What is required: How many lines of the material below contain the string "query", counting only matches in that exact case? Reply with the number alone.
[START OF Entries provided]
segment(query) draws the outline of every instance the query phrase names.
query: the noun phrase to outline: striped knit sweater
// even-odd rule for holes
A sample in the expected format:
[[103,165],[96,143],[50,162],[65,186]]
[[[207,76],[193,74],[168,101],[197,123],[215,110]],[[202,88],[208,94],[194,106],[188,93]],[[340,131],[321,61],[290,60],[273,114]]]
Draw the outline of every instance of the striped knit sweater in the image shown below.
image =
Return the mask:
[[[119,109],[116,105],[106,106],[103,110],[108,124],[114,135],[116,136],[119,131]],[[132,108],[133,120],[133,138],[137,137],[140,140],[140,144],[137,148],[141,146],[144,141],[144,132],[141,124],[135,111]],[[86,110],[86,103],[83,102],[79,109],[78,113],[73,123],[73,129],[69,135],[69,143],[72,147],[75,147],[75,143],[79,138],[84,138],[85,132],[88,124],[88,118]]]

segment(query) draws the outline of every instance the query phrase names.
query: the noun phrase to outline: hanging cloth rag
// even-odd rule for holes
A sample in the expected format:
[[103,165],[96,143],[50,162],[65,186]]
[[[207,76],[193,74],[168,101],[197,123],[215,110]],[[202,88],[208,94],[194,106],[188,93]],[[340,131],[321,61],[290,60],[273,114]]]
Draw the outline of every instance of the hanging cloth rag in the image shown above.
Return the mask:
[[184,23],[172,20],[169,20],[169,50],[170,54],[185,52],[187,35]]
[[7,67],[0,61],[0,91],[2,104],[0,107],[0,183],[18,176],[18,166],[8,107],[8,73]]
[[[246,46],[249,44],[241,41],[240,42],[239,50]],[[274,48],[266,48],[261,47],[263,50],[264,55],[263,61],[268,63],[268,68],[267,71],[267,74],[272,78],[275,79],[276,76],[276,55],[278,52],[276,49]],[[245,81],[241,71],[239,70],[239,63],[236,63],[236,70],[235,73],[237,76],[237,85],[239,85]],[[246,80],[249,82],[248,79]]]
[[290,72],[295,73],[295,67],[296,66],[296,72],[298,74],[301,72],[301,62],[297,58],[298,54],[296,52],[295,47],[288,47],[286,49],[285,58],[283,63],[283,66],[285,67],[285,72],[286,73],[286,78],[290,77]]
[END OF Entries provided]
Completed task: 4